- EXERCISE -
List every problem that the polled men say they have never had, according to the passage below about how often women and men have genital problems.

*** TEXT FOR ANALYSIS ***

What's more, do you know how often women experience problems with their junk? Like, all the time. Because we have innies, we are remarkably susceptible to any little infection or bacteria that wants to live in a nice, warm, dark hole and as a result, there is a huge section in the shoppers drug mart for yeast infection treatments. I have been doing an informal poll of the men I encounter, asking them how often they have dickissues, and most say: No, I have never had a problem with my dick. I have never had an itchy dick, or had weird stuff come out of it.  I have never had an infection of the urethra.

What? Really? NEVER HAD AN ITCHY DICK?? How is that fair?

If there were no God, then all these annoying affiliations should be distributed 50/50 between men and women, but they are not. Clearly, things are askew. Am I missing something? What shitty things do men have to deal with that women are free from? Please tell me what I am missing, because I am starting to consider that there must be some spiteful, male God to answer for vaginal yeast infections. Is my yeast infection the best proof of God's existence? WOW.

HAPPY BIRTHDAY MOGG

Tuesday, July 12, 2011

Amor Fatty

Wow. It's been a while.

*** RAW DATA ***

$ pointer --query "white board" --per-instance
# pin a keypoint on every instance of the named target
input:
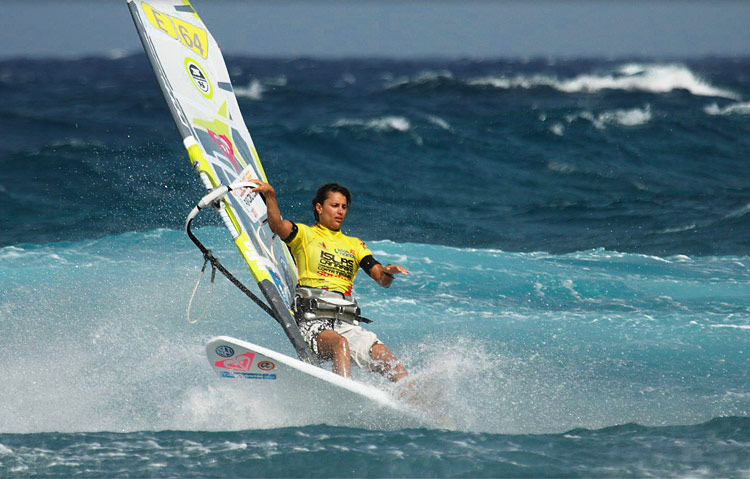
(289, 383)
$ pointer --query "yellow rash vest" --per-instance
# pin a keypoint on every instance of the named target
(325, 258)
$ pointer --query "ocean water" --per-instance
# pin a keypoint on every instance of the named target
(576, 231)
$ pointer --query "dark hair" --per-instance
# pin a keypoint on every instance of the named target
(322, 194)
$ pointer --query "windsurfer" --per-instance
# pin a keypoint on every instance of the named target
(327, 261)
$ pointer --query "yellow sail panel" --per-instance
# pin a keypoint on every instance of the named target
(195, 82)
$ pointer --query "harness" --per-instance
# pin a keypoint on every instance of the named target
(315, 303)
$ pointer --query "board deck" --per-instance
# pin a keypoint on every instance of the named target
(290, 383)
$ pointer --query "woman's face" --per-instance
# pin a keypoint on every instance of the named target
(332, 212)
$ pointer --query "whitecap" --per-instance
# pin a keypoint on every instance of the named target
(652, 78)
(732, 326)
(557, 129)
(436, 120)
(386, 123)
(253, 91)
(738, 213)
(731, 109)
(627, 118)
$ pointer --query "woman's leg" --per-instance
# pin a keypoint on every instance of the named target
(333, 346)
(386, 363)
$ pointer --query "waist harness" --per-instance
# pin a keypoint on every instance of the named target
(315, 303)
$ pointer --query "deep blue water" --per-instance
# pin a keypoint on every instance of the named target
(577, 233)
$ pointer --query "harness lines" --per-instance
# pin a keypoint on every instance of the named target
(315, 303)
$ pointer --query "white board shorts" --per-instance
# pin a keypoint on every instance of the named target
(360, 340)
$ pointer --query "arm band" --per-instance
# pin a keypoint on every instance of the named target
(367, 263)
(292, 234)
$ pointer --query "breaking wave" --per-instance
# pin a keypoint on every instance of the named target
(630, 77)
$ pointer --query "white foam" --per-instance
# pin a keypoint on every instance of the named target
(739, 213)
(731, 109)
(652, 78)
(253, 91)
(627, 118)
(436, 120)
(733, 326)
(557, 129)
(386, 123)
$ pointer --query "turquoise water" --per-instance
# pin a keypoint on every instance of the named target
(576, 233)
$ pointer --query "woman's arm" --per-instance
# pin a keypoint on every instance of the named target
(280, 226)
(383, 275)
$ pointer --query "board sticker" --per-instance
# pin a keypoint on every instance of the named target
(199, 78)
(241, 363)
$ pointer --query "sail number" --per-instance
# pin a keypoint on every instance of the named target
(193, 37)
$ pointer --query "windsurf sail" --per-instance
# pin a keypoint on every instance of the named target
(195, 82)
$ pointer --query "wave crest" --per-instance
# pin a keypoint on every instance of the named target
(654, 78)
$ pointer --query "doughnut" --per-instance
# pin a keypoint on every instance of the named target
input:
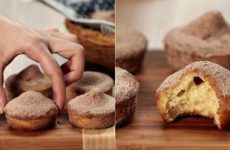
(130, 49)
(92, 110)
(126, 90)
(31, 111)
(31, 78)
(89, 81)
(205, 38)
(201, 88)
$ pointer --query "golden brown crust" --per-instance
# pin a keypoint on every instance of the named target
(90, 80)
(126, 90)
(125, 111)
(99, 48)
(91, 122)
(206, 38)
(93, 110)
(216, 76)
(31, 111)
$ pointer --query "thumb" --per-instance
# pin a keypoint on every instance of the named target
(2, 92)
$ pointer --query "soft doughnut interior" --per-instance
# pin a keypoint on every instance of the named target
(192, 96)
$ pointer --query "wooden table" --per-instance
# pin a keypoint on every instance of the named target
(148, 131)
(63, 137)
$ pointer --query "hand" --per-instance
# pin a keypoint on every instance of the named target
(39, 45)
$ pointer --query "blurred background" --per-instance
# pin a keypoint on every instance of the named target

***

- RESPONSE BELOW -
- A problem with their dick
- An itchy dick
- Weird stuff coming out of it
- An infection of the urethra